■ Votre tâche ■
Indiquez uniquement le nombre de lignes du matériel ci-dessous qui contiennent la chaîne « wristband », en tenant compte de la casse.
>>>>
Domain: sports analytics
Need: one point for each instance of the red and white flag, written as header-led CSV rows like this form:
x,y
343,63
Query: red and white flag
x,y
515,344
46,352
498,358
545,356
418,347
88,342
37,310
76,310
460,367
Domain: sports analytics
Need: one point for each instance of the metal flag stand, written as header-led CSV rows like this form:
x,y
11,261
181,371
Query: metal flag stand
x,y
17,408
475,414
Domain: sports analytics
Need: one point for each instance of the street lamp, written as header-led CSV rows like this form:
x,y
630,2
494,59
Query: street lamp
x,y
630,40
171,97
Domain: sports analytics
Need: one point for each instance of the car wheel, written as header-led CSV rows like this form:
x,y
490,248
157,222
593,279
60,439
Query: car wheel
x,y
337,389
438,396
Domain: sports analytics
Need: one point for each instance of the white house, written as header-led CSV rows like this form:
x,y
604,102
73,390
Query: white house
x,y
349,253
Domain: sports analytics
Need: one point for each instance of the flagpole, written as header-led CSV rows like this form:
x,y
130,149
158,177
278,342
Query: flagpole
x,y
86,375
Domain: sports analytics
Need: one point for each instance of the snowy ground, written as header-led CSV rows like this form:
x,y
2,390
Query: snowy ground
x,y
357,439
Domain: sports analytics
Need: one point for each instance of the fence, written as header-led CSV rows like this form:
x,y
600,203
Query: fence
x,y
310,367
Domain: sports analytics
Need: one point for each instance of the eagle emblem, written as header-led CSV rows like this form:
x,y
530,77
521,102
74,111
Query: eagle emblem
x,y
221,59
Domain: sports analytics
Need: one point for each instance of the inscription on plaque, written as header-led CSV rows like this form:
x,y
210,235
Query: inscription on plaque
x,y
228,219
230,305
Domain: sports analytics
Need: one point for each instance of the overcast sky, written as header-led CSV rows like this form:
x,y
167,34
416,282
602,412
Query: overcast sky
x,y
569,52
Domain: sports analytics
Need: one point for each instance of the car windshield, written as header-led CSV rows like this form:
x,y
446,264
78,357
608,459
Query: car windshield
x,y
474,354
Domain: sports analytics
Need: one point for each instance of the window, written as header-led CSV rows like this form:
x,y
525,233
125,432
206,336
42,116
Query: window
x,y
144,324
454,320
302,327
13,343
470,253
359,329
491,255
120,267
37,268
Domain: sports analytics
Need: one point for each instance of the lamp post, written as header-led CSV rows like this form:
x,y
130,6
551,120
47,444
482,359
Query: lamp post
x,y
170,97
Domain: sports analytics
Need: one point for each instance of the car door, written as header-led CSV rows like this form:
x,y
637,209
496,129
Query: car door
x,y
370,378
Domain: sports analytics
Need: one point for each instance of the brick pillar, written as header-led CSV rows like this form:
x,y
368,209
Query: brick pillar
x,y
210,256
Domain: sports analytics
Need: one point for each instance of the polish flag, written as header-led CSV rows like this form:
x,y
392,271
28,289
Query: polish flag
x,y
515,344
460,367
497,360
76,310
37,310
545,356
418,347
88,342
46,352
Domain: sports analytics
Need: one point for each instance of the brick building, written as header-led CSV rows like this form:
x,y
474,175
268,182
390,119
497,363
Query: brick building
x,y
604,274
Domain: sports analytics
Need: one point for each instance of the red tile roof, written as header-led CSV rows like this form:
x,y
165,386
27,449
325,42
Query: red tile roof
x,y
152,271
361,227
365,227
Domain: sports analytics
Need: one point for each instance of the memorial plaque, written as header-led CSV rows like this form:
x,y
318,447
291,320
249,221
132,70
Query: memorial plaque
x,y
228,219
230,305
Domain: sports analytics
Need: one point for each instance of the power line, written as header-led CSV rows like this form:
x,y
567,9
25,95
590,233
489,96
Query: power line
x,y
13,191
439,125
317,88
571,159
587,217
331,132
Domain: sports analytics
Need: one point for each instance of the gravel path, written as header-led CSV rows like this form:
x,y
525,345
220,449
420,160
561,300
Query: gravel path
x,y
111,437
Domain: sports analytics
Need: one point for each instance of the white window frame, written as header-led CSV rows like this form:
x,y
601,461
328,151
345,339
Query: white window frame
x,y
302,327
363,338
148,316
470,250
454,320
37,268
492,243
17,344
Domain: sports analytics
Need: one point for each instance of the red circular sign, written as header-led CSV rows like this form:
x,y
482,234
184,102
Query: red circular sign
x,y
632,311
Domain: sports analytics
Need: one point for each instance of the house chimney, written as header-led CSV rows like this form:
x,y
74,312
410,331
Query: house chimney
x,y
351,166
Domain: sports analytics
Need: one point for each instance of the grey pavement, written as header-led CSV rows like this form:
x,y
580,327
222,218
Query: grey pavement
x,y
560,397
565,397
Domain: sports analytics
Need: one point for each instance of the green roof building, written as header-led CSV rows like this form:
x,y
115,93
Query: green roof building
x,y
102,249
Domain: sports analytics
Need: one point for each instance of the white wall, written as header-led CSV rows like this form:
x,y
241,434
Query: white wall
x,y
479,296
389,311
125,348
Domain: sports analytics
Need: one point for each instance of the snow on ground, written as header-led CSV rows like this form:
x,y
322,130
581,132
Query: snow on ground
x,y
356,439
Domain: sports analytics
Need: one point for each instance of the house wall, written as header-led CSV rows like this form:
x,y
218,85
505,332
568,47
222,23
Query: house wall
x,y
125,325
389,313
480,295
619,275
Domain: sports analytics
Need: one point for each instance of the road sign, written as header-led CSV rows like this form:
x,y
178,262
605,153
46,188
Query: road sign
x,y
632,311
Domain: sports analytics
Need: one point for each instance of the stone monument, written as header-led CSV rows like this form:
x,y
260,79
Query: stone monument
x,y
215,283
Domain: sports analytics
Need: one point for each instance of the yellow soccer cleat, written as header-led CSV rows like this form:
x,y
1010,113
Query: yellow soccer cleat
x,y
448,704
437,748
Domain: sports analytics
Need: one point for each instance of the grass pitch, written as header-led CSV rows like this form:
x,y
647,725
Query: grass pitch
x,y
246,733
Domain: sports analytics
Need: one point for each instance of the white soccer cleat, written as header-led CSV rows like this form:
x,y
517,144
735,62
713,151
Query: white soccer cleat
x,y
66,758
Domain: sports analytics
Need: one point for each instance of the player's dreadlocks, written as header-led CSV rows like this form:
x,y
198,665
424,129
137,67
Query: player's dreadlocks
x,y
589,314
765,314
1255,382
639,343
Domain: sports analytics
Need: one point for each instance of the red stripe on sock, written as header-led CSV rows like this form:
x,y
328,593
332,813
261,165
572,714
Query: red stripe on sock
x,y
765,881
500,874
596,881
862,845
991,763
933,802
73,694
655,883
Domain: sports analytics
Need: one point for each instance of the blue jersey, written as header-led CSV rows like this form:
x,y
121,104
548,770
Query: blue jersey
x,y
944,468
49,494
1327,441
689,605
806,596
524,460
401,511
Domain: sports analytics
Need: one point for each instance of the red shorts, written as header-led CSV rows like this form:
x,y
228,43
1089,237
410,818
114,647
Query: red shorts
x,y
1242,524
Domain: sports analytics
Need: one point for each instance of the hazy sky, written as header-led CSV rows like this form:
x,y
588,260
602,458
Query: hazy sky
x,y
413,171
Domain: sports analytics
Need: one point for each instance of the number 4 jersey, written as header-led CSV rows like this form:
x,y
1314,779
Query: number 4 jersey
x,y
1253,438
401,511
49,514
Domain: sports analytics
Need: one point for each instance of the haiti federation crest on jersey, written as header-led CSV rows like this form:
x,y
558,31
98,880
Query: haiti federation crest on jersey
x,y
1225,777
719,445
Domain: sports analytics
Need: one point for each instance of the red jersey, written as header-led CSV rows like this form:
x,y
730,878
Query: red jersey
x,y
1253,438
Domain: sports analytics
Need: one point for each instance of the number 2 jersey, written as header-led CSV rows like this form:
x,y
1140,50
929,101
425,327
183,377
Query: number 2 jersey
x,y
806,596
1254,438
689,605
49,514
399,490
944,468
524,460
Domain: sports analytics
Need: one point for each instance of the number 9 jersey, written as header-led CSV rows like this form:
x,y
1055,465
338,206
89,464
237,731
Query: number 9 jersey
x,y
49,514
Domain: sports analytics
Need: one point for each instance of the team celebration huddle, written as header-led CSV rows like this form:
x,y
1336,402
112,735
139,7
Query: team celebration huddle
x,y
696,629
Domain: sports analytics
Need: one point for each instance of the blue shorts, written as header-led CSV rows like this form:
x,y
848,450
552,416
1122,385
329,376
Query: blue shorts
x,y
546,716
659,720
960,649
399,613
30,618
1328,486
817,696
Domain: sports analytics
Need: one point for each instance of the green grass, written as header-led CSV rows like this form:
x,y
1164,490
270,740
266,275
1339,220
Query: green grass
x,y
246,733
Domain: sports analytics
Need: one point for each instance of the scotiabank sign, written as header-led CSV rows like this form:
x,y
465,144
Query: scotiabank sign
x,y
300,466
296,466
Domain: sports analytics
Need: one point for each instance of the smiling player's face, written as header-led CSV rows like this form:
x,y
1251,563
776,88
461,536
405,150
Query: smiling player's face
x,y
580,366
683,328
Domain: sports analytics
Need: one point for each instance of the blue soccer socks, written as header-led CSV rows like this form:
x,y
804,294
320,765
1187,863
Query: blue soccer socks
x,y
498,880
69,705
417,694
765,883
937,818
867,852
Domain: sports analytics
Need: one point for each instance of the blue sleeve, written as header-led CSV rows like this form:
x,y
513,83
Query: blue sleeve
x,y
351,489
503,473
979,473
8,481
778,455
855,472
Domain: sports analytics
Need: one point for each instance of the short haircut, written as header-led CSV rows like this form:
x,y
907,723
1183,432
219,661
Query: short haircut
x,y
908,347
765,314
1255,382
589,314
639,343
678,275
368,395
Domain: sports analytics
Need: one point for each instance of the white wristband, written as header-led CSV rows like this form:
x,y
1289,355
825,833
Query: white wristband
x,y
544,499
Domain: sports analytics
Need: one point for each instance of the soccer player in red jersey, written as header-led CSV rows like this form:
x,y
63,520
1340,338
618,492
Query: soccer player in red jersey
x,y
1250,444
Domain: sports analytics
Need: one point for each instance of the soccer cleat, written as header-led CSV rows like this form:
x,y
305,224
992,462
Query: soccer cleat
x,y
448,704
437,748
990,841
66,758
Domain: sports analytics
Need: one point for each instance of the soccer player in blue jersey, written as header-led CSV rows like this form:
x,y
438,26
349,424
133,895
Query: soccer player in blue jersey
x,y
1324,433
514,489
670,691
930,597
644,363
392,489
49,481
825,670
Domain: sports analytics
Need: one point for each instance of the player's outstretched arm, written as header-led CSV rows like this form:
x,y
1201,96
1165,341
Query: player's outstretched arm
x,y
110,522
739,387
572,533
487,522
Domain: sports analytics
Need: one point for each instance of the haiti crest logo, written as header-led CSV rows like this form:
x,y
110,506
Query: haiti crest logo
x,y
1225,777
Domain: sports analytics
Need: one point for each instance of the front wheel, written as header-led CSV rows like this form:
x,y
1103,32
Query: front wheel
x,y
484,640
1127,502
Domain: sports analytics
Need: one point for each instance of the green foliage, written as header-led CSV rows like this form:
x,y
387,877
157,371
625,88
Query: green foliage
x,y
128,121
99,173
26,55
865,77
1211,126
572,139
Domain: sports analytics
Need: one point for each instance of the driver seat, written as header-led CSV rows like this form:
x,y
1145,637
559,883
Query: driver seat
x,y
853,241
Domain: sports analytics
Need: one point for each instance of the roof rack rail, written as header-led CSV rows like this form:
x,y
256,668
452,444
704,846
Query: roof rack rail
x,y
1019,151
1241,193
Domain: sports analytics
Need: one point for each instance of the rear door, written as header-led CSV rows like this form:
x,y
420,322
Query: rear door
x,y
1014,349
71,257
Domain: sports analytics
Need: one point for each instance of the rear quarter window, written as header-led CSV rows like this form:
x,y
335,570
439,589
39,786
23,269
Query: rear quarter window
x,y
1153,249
<<<<
■ La réponse ■
2